• DOCUMENTO FUENTE:
El exministro de Trabajo con José María Aznar, Manuel Pimentel , patronea una editorial, Almuzara, que probablemente es la firma española de la que en los últimos años más libros han captado mi atención y he leído. El último llegó a mí días atrás: «Una lealtad real», las memorias de Manolo Prado y Colón de Carvajal. Las he leído a la carrera, las he disfrutado y me he regocijado pensando en el desencanto que habrán sufrido tantos al leerlas. Especialmente aquellos que decían que no se habían publicado hasta ahora porque eran «pura dinamita» contra la Corona. Como bien sostiene el refranero castellano, «cree el ladrón que todos son de su condición».

Prado escribió estos apuntes biográficos entre noviembre y diciembre de 2007, ya muy enfermo –expiró dos años después, el 5 de diciembre de 2009–. Era ya un hombre inmerso en la neblina de la memoria, pero con la suficiente destreza como para reivindicarse. Lo que, después de todo, suele ser la principal razón para escribir unas memorias. Hay pasajes espeluznantes en el libro, como la narración del episodio en el que perdió su brazo izquierdo. Pero, sobre todo, hay un relato de una generación, la de la Transición, en la que había una gran visión de lo que debía ser España y sus antiguos territorios de ultramar –no en vano, él había nacido en Quito de padre chileno–. Y un relato del papel que debía jugar allí la Corona.

A Manolo Prado se le ha acusado de todo tipo de corruptelas en torno al Rey Juan Carlos sin que jamás se probase ninguna. Pasó por la cárcel por sus choques con Javier de la Rosa –lo que no estoy seguro de que sea un deshonor– y tuvo una segunda condena a tres meses de prisión por el caso Gran Tibidabo. Pero dedica una parte menor a esas desgracias porque desde su hidalguía «la venganza implica no tener sentido del perdón». Y lo dice quien murió dejando a su mujer casi en la indigencia.

Prado fue, sobre todo, un gran servidor de España en la persona del Rey. Un hombre que fue utilizado para toda clase de servicios políticos discretos pagándose con frecuencia de su bolsillo, aviones, hoteles, coches y lo que fuera. Porque él tenía una visión del papel de la España de las libertades que giraba en torno a la Corona. Y ya en 2007 anticipaba que «si Don Juan Carlos tuvo su 23-F, fecha que lo confirmó como valedor de los españoles para el futuro, quizá a Don Felipe le haga falta no diré que otro 23-F, pero sí algún tsunami político que, llegado el caso, nos haga ver de nuevo que la institución monárquica es la única que mantiene unidos, como en una sardana de Norte a Sur y de Este a Oeste, a todos los españoles en el baile de los días que habrán de venir». Esta premonición de Manolo Prado se cumplió casi milimétricamente hoy hace un año, cuando el Rey se dirigió a la nación para hablar del golpe en Cataluña.

No en vano, la entrada de la Casa de Manolo Prado estaba presidida por el lema «Creo en Dios/ amo ª España/ i sirvo al Rei».

• SERIE DE EJERCICIOS:
a) Según el texto sobre las memorias de Manolo Prado, ¿en qué periodo escribió Prado sus apuntes biográficos?
b) Copia literalmente del texto sobre las memorias de Manolo Prado el pasaje que va de "A Manolo Prado" a "en la indigencia.", ambos incluidos.
El listado no tiene ningún papel en esto.

Entradas de señalamiento y etiquetado:
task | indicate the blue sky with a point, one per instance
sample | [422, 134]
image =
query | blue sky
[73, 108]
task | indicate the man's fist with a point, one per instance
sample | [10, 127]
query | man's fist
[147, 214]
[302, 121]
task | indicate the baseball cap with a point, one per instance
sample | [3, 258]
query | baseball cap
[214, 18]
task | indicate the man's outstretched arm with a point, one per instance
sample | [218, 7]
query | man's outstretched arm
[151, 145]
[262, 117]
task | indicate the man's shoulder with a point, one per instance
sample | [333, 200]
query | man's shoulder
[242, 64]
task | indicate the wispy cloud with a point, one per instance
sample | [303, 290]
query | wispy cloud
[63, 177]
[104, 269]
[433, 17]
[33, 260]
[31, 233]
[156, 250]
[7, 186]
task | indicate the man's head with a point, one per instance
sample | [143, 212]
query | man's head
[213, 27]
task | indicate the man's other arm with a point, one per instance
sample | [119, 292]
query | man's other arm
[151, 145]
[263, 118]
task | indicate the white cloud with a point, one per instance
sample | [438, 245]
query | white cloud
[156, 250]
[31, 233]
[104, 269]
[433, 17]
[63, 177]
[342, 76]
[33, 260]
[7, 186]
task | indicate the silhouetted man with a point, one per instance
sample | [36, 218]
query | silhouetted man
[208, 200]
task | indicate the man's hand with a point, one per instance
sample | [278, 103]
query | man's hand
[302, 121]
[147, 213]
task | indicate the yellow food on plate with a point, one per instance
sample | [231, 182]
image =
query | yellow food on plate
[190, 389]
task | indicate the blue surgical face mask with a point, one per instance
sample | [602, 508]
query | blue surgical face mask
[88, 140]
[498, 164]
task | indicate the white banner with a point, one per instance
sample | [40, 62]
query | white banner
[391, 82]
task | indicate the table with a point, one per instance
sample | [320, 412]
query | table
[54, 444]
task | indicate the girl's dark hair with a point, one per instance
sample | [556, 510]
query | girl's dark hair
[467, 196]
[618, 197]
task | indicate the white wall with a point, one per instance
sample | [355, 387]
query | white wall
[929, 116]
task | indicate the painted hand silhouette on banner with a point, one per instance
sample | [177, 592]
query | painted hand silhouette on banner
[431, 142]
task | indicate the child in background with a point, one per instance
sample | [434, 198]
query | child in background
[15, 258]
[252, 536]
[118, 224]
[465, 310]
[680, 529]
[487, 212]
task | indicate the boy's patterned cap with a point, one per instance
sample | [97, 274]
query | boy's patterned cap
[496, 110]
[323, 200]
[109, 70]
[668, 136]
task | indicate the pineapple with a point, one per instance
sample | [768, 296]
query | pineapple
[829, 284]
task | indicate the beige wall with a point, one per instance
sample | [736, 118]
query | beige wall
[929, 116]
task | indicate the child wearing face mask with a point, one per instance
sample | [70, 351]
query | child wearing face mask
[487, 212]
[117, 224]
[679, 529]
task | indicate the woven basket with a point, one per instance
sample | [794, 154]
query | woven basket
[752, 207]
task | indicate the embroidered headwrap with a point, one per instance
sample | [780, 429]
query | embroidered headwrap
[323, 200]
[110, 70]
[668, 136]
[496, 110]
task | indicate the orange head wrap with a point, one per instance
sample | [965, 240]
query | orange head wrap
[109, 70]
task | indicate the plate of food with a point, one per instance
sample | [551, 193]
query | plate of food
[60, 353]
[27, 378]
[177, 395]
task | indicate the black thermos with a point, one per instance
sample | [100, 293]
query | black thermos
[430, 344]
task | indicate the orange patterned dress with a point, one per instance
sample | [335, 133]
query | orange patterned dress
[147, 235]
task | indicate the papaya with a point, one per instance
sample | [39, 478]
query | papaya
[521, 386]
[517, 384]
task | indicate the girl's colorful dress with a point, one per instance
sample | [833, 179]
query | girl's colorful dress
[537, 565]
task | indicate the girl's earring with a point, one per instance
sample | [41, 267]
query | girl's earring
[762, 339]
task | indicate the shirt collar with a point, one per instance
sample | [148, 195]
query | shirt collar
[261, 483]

• RESPUESTAS EN ORDEN:
a) Entre noviembre y diciembre de 2007.

b)
A Manolo Prado se le ha acusado de todo tipo de corruptelas en torno al Rey Juan Carlos sin que jamás se probase ninguna. Pasó por la cárcel por sus choques con Javier de la Rosa –lo que no estoy seguro de que sea un deshonor– y tuvo una segunda condena a tres meses de prisión por el caso Gran Tibidabo. Pero dedica una parte menor a esas desgracias porque desde su hidalguía «la venganza implica no tener sentido del perdón». Y lo dice quien murió dejando a su mujer casi en la indigencia.